Testo di partenza:
La guerra della carne fra oncologi e allevatori
Da una parte gli scienziati che ammoniscono sui rischi di un dieta troppo ricca di carne, dall'altra gli allevatori, che ribadiscono che questo alimento è un'ottima fonte di proteine e di reddito. Lo scontro a distanza, iniziato da quando l'Oms ha inserito le carni rosse e lavorate nel gruppo delle sostanze più cancerogene, si è ripetuto involontariamente con una campagna degli allevatori europei e un nuovo rapporto negativo che viene dagli Usa.
A ribadire i pericoli per la salute è stato un rapporto di American Institute for Cancer Research e World Cancer Research Fund, che ha compulsato 89 studi precedenti, con dati su 17,5 milioni di adulti tra cui 77mila con un cancro allo stomaco, alla ricerca dei fattori di rischio per il tumore. Ha più probabilità di avere un cancro allo stomaco, si legge, chi assume tre porzioni di alcol al giorno, 50 grammi di carni lavorate o mangia cibi conservati con il sale. Anche il peso ha una sua influenza, con il rischio che cresce del 23% ogni cinque unità di indice di massa corporea.
La carne lavorata era già finita nell'occhio del ciclone lo scorso ottobre. L'Iarc, l'agenzia per la ricerca sul cancro, aveva deciso di inserirla nel gruppo 1 delle sostanze cancerogene in relazione però al tumore del colon-retto, prevedendo invece per le carni rosse lo status di «probabilmente cancerogene».

Righe estratte:
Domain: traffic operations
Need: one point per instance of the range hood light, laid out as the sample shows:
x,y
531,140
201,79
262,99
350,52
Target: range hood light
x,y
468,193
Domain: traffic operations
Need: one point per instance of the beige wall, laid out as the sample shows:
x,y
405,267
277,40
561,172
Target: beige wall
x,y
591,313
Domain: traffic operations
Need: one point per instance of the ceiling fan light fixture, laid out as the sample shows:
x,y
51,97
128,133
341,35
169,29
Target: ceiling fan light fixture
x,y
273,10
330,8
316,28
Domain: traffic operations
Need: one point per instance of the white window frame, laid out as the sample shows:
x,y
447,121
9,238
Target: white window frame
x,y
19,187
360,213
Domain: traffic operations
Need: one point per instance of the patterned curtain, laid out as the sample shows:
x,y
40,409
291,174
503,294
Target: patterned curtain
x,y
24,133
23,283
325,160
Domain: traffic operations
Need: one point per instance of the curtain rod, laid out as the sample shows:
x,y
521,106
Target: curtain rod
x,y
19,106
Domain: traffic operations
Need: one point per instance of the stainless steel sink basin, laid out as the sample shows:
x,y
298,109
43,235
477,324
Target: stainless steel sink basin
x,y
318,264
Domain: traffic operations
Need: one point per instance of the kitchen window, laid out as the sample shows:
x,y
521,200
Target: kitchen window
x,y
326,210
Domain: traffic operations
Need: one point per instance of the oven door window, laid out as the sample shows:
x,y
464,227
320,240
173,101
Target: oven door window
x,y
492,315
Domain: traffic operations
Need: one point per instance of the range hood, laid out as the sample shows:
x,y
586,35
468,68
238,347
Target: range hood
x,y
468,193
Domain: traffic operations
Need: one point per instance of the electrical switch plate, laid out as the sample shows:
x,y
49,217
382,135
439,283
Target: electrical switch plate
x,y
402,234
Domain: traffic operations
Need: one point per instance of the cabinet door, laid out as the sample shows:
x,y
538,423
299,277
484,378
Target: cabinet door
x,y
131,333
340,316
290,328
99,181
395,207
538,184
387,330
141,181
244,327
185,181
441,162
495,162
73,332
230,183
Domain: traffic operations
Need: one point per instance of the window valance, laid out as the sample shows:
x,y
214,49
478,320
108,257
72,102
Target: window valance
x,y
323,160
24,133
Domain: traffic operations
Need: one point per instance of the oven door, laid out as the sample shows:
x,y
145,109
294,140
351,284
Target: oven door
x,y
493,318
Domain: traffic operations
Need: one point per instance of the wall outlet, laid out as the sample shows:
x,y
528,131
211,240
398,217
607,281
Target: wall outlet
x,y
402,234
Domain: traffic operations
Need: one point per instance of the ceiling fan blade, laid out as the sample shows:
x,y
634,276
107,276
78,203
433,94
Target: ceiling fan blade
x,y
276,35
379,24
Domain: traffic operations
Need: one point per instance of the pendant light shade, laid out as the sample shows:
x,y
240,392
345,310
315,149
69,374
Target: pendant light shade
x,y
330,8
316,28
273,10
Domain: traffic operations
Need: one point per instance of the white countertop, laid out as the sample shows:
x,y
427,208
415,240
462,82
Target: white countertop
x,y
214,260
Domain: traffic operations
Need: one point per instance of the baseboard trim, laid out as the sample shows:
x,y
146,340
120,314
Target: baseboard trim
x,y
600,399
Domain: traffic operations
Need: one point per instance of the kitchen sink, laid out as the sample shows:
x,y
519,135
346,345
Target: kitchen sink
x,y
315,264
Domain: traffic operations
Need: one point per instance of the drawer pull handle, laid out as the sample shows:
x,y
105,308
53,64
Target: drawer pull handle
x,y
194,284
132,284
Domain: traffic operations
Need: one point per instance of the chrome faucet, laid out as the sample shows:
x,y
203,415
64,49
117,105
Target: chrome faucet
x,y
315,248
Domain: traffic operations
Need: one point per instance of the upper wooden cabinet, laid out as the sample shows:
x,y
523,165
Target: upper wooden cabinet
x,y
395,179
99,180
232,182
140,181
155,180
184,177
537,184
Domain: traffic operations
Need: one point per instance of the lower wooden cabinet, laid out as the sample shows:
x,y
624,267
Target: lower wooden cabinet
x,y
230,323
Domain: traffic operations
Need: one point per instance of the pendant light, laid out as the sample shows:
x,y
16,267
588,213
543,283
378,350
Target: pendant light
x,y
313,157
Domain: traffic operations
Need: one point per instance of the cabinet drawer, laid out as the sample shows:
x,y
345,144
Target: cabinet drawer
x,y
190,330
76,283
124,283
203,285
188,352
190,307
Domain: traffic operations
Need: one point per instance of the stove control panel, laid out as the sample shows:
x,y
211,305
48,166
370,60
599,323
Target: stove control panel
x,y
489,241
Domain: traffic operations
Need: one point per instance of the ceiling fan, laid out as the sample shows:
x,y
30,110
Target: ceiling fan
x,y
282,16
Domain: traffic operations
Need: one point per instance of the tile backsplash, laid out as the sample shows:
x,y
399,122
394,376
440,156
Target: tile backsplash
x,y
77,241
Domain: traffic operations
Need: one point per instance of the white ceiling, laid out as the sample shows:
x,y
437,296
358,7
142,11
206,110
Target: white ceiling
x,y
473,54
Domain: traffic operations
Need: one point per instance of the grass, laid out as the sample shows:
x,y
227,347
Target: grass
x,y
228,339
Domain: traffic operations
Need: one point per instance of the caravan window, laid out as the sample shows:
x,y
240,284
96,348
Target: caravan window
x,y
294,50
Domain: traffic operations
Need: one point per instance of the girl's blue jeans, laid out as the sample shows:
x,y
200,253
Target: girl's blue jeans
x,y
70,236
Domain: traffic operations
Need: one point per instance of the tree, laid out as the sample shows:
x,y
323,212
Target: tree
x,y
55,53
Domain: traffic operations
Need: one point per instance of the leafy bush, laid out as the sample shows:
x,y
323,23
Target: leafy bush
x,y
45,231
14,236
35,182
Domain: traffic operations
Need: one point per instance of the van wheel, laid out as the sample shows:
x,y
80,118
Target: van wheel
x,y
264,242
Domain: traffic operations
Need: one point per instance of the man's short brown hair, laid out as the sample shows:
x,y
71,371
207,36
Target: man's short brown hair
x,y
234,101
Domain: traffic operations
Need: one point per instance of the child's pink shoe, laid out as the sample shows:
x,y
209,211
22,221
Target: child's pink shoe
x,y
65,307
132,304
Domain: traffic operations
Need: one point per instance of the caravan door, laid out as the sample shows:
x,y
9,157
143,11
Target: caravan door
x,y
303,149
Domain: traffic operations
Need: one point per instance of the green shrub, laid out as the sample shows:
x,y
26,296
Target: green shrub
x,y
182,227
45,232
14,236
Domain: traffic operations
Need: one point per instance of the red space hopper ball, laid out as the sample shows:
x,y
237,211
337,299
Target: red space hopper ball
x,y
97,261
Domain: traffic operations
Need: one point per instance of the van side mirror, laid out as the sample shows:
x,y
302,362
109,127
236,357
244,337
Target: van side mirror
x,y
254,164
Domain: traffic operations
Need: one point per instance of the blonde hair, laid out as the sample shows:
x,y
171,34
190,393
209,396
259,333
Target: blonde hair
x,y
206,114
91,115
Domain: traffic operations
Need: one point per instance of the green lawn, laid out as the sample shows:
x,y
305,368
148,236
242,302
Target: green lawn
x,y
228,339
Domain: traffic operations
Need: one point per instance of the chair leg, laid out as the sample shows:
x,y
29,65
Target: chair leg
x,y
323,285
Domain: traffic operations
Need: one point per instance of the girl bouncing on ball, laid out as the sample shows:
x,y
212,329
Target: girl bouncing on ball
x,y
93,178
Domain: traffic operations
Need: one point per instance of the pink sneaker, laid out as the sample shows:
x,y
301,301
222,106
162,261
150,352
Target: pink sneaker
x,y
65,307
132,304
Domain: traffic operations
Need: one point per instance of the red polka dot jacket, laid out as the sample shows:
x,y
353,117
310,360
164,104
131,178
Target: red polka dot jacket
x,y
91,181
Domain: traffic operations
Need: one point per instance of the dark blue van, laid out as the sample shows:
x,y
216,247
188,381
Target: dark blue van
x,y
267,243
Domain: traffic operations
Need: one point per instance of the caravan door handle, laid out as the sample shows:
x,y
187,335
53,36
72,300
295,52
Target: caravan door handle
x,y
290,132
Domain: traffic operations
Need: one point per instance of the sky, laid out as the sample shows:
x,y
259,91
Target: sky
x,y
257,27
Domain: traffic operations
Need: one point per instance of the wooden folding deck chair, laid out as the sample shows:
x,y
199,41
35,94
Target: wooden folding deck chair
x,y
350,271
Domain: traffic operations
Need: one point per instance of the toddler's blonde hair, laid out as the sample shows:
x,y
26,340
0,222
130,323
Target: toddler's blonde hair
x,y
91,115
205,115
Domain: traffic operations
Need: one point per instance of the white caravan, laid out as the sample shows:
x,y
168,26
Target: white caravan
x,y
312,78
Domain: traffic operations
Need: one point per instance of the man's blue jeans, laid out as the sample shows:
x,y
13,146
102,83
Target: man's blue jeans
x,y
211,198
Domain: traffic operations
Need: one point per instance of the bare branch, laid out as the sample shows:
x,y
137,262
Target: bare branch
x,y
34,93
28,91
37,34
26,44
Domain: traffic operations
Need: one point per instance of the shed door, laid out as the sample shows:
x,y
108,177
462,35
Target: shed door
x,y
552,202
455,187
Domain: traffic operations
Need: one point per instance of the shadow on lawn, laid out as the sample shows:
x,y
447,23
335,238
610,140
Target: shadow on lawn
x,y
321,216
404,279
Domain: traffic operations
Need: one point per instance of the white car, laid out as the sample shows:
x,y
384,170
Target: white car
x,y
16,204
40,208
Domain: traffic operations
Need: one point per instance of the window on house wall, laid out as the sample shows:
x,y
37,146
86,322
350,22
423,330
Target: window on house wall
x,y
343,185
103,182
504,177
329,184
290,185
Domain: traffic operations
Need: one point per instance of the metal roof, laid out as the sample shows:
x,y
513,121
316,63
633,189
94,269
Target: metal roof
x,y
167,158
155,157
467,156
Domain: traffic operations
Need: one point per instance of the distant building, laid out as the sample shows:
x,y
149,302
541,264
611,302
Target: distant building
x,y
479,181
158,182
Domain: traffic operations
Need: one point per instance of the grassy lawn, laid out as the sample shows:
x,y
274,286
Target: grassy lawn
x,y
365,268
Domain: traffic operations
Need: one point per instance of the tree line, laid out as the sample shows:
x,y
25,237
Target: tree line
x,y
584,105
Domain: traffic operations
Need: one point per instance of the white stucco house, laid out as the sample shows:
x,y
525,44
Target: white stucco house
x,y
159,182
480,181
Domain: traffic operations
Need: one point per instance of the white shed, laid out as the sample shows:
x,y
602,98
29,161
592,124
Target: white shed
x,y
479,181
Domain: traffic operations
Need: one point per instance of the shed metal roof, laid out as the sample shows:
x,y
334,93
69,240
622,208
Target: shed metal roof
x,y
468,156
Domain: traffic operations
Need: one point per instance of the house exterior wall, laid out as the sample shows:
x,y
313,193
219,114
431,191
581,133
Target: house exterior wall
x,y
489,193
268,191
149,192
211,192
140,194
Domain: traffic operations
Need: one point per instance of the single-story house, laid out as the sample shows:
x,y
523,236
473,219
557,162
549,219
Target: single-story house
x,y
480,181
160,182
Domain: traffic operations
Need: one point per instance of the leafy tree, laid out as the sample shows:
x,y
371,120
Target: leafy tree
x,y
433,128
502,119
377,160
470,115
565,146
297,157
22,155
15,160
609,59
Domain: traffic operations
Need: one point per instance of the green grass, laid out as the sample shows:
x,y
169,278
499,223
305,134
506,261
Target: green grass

Domande di studio:
1) Secondo l'articolo sulla carne, di quanto cresce il rischio di cancro allo stomaco per ogni cinque unità di indice di massa corporea?
2) Elenca tutti i fattori che, secondo l'articolo sulla carne, rendono più probabile un cancro allo stomaco.
3) Prosegui l'articolo sulla carne a partire dall'ultima frase riportata.
Le righe non hanno alcun legame con l'articolo sulla carne.

Risultati dell'esercizio:
1) Del 23%.

2)
- Assumere tre porzioni di alcol al giorno
- Mangiare 50 grammi di carni lavorate
- Mangiare cibi conservati con il sale
- Il peso, misurato con l'indice di massa corporea

3)
Etichettatura che ha fatto arrabbiare parecchio gli agricoltori, che già all'epoca avevano respinto le accuse minacciando querele e che hanno presentato anche nei giorni scorsi a Bruxelles una iniziativa a favore della carne.
La campagna sarà basata su porte aperte nelle aziende, ricette facili e veloci, dimostrazioni culinarie degli chef, ma anche video e dibattiti sui social media, depliant e concorsi fotografici. «I benefici nutrizionali del consumo di carni bovine, vitello, agnello, pollame, coniglio, ovine e suine e di uova sono chiari perché forniscono ai consumatori un eccellente apporto di proteine nella propria dieta» ha spiegato Martin Merrild, presidente del Copa (associazione degli agricoltori europei), sottolineando che «l'allevamento è inoltre cruciale per l'economia delle zone rurali in cui spesso non vi sono alternative occupazionali».